What to do: Update the material below by changing every "one point per instance" to "one point for each instance" and leaving everything else as it is.

Source material:
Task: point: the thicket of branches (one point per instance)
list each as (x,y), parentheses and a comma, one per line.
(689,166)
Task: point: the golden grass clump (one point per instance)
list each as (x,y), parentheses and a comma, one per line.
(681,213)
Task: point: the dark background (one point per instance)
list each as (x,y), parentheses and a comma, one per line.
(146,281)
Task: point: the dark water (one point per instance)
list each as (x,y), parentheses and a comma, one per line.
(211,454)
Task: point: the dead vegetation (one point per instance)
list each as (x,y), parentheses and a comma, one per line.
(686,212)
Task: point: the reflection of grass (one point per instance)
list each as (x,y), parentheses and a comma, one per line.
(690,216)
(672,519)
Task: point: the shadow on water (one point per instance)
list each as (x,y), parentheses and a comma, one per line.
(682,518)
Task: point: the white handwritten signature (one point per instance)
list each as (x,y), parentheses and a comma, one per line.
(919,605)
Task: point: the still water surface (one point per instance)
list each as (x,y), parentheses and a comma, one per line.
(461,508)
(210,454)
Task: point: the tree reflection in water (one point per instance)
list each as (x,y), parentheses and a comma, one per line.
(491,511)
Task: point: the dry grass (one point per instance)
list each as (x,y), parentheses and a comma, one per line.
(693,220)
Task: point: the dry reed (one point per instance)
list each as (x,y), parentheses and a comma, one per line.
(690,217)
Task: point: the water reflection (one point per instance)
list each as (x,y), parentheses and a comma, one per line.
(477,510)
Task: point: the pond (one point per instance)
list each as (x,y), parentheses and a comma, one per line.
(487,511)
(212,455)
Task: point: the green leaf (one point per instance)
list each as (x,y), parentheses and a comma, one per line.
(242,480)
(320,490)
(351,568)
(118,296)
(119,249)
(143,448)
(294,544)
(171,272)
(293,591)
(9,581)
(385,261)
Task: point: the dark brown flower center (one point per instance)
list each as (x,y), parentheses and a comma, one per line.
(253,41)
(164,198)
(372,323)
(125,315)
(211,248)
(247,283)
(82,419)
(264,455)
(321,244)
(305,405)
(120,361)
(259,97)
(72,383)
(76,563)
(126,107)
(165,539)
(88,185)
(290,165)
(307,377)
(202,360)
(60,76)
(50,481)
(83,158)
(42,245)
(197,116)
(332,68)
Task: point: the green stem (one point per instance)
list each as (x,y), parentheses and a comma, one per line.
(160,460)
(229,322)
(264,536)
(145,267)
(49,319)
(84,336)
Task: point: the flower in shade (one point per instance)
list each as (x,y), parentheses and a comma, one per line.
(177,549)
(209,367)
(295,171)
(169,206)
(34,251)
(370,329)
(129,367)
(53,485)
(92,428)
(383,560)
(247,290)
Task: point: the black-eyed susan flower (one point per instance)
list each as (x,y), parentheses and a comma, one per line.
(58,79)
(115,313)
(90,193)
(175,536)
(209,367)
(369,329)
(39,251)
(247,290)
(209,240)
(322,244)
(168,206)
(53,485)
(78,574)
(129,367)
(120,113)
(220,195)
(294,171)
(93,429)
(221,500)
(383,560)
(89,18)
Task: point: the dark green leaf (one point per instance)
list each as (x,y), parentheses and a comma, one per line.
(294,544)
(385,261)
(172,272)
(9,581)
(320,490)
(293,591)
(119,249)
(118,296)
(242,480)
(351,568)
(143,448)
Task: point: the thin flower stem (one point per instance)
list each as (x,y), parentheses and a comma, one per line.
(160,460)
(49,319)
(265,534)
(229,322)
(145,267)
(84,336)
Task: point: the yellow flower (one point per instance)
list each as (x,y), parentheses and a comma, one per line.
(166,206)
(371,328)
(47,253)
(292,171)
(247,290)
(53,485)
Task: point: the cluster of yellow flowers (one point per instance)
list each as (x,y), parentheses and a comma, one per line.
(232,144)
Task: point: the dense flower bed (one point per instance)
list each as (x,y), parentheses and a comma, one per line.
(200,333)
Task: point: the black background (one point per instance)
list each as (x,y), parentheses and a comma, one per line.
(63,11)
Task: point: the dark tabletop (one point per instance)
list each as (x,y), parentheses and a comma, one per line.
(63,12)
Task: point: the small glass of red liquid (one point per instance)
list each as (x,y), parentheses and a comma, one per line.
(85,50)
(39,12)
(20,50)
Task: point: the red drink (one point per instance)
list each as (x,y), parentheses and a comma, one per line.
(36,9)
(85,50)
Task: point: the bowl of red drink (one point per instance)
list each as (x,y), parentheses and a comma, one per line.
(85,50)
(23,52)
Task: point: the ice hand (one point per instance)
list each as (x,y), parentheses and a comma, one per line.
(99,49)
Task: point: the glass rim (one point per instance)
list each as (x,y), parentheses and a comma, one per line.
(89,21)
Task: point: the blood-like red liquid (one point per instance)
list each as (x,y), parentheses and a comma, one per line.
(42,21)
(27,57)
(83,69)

Response to this task:
Task: point: the thicket of branches (one point for each instance)
list each as (x,y), parentheses and a comma, one per line.
(689,166)
Task: point: the golden grass clump (one point for each instance)
list each as (x,y), parentheses and a comma, one per line.
(681,213)
Task: point: the dark background (one point for each instance)
list each as (x,y), parentheses and a comma, one per line.
(146,281)
Task: point: the dark water (one point for each instance)
list each as (x,y), parentheses and a comma, one per line.
(211,454)
Task: point: the dead vegetation (one point for each instance)
list each as (x,y), parentheses and a comma, one per line.
(686,212)
Task: point: the reflection of grass (one point for each instance)
list each as (x,y), parentheses and a comma, one per line.
(690,216)
(672,519)
Task: point: the shadow on water (one point for each instance)
list each as (x,y), parentheses and a comma, one per line.
(682,518)
Task: point: the white handwritten signature (one point for each instance)
list each as (x,y), parentheses and a comma, one per line.
(919,605)
Task: point: the still water surface (one point for each instance)
list each as (x,y), parentheses and a comma, one per line.
(461,508)
(210,454)
Task: point: the tree reflection in water (one point for each instance)
list each as (x,y), parentheses and a comma, one per line.
(491,511)
Task: point: the dry grass (one point for each instance)
list each as (x,y), parentheses and a comma, one per line.
(693,220)
Task: point: the dry reed (one point for each instance)
list each as (x,y), parentheses and a comma, one per line.
(690,217)
Task: point: the water reflection (one point for each instance)
list each as (x,y), parentheses and a comma, one per line.
(477,510)
Task: point: the pond (one point for each instance)
list each as (x,y), parentheses and a comma, one per line.
(487,511)
(212,455)
Task: point: the green leaf (one point for each instance)
list each as (x,y), parentheses and a comma, one per line.
(242,480)
(320,490)
(351,568)
(118,296)
(119,249)
(143,448)
(294,544)
(171,272)
(293,591)
(9,581)
(385,261)
Task: point: the dark brown flower center (one point for each instance)
list each as (x,y), parentheses and a comma, one per line.
(253,41)
(164,198)
(372,323)
(125,315)
(211,248)
(247,283)
(82,419)
(264,455)
(321,244)
(305,405)
(120,361)
(259,97)
(72,383)
(76,563)
(126,107)
(165,539)
(88,185)
(290,165)
(307,377)
(202,360)
(60,76)
(50,481)
(83,158)
(42,245)
(197,116)
(332,68)
Task: point: the green stem (one point for each instance)
list each as (x,y), parentheses and a comma, one per line.
(160,460)
(229,322)
(264,536)
(145,267)
(49,319)
(84,336)
Task: point: the flower in shade (one point for each instance)
list each as (x,y), parentheses and a comma, one per line.
(177,549)
(209,367)
(295,171)
(169,206)
(34,251)
(370,329)
(129,367)
(53,485)
(92,428)
(383,560)
(247,290)
Task: point: the black-eyed susan flower (one point for each instance)
list each as (x,y), parentheses and a comma, one per line.
(58,79)
(115,313)
(90,193)
(175,536)
(209,367)
(369,329)
(39,251)
(247,290)
(209,240)
(322,244)
(168,206)
(53,485)
(78,574)
(129,367)
(120,113)
(220,195)
(294,171)
(93,429)
(221,500)
(383,560)
(89,18)
Task: point: the dark green leaf (one point for each instance)
list each as (x,y), parentheses and a comma, one per line.
(294,544)
(385,261)
(172,272)
(9,581)
(320,490)
(293,591)
(119,249)
(118,296)
(242,480)
(351,568)
(143,448)
Task: point: the thin flower stem (one point for each instance)
list each as (x,y), parentheses and a comma, one per line.
(160,460)
(49,319)
(265,534)
(229,322)
(145,267)
(84,336)
Task: point: the yellow flower (one point for each instance)
list each as (x,y), parentheses and a comma, one per line.
(166,206)
(371,328)
(47,253)
(292,171)
(247,290)
(53,485)
Task: point: the cluster of yellow flowers (one point for each instance)
list each as (x,y), parentheses and a comma, one per line.
(232,144)
Task: point: the dense flower bed (one point for each instance)
list each as (x,y), parentheses and a comma, one per line.
(200,333)
Task: point: the black background (one point for each instance)
list each as (x,y), parentheses and a comma, one per line.
(63,11)
Task: point: the dark tabletop (one point for each instance)
list each as (x,y), parentheses and a comma, one per line.
(63,12)
Task: point: the small glass of red liquid (one point for each instance)
list each as (x,y), parentheses and a comma, one per line.
(85,50)
(39,12)
(20,50)
Task: point: the red drink (one point for each instance)
list each as (x,y), parentheses and a comma, one per line.
(36,9)
(85,50)
Task: point: the bowl of red drink (one point for each instance)
list each as (x,y), parentheses and a comma, one per line.
(85,50)
(23,52)
Task: point: the ice hand (one point for each instance)
list each as (x,y), parentheses and a comma, one per line.
(99,49)
Task: point: the glass rim (one point for each instance)
list each as (x,y), parentheses and a comma, one per line.
(89,21)
Task: point: the blood-like red liquid (one point for each instance)
list each as (x,y), parentheses and a comma, one per line.
(42,21)
(27,57)
(83,69)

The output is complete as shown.